| Records provided |
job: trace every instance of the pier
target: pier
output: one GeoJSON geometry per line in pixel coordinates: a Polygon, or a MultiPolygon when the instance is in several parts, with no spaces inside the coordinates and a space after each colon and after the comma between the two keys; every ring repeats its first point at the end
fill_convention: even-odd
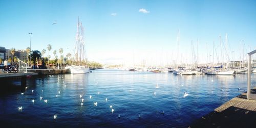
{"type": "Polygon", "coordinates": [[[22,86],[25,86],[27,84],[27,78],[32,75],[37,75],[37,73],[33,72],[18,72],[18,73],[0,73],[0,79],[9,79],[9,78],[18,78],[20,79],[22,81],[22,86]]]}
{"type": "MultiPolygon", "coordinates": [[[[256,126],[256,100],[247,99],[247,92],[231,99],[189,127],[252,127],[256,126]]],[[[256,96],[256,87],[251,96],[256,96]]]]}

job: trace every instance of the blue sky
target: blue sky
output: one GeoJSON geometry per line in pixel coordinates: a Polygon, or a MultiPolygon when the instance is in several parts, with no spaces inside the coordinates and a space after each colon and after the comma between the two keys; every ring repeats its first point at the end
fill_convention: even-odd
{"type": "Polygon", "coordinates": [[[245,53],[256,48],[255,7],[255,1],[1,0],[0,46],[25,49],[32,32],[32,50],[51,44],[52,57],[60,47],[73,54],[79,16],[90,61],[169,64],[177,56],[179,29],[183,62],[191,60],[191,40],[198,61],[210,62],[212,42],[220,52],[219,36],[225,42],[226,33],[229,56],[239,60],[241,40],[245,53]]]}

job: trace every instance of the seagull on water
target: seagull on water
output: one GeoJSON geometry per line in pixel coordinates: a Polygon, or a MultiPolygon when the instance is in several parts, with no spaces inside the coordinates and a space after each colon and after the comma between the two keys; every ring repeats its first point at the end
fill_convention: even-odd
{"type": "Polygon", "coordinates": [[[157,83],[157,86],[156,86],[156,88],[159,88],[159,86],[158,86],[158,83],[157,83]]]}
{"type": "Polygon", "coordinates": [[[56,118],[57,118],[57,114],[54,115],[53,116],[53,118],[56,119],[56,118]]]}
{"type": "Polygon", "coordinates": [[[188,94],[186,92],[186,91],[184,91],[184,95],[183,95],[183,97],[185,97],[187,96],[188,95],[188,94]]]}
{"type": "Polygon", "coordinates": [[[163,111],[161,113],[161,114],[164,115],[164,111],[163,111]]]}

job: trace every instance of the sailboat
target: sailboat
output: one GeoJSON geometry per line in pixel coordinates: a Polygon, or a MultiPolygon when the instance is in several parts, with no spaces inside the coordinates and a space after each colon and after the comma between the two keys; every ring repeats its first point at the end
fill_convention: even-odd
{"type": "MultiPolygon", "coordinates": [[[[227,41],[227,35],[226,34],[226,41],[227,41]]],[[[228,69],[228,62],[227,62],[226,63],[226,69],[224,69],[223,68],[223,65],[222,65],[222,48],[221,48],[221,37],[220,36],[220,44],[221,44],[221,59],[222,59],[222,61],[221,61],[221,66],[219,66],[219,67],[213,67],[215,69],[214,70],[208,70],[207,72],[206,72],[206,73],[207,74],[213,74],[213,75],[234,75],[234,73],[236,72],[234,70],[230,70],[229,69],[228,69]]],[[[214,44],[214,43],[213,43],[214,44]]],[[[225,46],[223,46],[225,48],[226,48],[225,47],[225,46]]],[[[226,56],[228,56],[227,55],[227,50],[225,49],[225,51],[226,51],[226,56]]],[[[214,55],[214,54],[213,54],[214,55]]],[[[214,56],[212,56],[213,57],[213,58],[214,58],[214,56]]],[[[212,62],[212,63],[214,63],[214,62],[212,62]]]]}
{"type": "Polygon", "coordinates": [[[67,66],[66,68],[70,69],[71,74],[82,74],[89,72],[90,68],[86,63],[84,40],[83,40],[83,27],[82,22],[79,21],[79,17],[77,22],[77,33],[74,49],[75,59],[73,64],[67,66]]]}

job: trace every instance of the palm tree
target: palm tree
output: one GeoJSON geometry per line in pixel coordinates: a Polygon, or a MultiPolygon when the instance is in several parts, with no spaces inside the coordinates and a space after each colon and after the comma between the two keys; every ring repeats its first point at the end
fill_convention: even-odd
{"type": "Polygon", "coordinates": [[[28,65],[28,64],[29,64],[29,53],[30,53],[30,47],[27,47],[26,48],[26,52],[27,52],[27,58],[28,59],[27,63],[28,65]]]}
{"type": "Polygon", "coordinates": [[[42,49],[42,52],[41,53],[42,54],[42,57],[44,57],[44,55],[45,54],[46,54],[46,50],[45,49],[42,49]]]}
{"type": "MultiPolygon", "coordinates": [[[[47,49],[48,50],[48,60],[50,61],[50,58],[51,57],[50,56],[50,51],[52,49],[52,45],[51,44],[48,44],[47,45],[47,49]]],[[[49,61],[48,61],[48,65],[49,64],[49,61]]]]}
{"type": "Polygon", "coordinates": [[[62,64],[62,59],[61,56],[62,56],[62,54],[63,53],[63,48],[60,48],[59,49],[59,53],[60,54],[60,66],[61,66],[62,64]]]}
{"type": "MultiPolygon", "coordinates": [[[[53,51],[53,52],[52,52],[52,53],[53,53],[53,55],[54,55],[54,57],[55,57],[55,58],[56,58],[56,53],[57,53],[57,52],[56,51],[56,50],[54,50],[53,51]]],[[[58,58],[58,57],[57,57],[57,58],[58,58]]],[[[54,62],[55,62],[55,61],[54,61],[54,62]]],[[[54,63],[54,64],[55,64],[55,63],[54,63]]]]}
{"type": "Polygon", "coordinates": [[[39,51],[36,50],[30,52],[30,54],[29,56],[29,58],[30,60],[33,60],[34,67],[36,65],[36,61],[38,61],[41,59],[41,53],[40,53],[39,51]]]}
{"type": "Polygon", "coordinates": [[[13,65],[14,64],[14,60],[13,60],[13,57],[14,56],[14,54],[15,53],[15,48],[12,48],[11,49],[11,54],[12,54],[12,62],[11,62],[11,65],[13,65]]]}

| Direction |
Collect every line from the entries above that contains the string "target", and copy each one unchanged.

| Problem solution |
target: pier
target: blue sky
target: seagull on water
target: sailboat
target: palm tree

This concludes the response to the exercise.